**Activity:** Beneath this instruction is a listing. Transcribe from it only the stretch from the line with "Locate the innermost point of each instance of the canopy" through the line with "Target: green leaves", both end lines included, exactly as written.

**Provided entries:**
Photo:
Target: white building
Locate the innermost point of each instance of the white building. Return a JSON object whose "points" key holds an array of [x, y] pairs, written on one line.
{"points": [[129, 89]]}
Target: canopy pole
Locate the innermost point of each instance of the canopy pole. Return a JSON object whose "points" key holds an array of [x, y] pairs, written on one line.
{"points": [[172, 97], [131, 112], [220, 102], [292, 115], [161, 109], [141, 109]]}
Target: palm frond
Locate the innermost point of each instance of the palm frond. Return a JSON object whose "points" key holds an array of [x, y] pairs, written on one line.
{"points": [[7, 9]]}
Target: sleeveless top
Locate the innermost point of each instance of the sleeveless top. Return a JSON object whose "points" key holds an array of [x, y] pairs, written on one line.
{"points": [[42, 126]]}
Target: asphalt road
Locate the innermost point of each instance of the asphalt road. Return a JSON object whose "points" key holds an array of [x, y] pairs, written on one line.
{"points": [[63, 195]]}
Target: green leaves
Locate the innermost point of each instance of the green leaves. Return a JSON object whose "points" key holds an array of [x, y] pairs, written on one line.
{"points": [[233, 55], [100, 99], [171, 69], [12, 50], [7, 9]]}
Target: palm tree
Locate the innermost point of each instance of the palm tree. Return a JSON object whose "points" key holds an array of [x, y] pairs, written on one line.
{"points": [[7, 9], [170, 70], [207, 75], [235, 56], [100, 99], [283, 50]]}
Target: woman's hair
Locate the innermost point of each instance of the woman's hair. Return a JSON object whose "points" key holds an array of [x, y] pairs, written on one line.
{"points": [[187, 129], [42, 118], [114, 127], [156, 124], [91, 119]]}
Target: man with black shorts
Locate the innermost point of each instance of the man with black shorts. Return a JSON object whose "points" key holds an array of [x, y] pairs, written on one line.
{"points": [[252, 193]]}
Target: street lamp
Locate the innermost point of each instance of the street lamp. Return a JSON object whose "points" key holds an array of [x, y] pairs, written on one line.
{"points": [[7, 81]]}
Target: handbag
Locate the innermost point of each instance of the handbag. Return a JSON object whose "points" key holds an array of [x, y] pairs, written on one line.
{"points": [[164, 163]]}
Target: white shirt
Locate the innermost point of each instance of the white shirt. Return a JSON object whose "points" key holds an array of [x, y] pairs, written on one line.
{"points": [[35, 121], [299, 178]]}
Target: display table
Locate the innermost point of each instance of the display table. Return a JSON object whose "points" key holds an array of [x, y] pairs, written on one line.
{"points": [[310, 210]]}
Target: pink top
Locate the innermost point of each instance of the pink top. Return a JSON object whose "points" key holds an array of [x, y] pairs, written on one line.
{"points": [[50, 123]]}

...

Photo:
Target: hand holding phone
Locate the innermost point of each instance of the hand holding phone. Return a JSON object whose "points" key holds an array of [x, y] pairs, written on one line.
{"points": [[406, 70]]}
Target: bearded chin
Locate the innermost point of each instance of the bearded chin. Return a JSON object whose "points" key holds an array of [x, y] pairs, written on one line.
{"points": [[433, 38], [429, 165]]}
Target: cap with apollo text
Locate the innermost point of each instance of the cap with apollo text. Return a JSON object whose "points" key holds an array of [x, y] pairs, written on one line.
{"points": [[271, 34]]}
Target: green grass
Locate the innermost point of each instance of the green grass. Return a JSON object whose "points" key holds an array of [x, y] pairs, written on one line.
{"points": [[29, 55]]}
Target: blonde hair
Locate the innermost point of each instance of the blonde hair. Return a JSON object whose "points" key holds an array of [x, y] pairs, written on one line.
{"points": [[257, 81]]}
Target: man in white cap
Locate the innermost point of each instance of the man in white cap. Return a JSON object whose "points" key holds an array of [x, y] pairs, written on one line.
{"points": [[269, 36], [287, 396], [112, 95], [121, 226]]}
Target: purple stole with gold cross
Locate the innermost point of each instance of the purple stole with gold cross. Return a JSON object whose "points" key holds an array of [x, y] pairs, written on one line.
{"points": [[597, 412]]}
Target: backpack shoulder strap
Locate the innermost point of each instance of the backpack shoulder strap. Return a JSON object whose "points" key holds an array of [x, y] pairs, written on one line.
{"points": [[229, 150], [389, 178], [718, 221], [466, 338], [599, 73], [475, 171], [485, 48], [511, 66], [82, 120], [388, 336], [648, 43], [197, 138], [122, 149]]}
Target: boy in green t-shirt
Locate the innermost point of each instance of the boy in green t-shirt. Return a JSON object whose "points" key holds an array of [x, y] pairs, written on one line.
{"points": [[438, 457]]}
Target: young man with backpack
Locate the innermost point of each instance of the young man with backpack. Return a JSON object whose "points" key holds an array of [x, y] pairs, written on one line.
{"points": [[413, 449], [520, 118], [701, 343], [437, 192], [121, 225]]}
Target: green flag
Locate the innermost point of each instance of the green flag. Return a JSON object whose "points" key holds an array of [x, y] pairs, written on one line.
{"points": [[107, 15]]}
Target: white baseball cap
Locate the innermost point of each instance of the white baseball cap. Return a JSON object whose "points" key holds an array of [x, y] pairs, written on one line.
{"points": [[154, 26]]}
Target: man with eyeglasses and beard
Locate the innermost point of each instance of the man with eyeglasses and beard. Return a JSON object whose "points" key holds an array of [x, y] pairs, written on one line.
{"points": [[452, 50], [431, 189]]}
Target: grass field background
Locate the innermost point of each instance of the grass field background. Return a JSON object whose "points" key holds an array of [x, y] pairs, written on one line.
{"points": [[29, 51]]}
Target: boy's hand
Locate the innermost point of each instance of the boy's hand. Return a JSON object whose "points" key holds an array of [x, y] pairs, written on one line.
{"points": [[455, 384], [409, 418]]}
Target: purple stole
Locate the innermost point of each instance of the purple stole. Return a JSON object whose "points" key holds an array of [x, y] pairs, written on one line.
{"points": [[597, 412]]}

**Your solution:**
Locate the innermost point of each instance of the canopy pole. Return a JSON object whose "points" key holds an array of [x, y] pairs, written on one line.
{"points": [[172, 97], [131, 112], [220, 102], [292, 115], [161, 109], [141, 109]]}
Target: palm frond
Locate the innermost point of each instance of the palm frond. Return a JSON object whose "points" key holds an array of [x, y] pairs, written on one line.
{"points": [[7, 9]]}
Target: sleeveless top
Locate the innermost point of each instance of the sleeveless top. Return a JSON object whose "points" key holds an array of [x, y] pairs, written on one line.
{"points": [[42, 126]]}
Target: asphalt road
Locate the innermost point of each instance of the asphalt road. Return a JSON object whose "points" key holds an array of [x, y] pairs, written on one line.
{"points": [[63, 195]]}
Target: green leaves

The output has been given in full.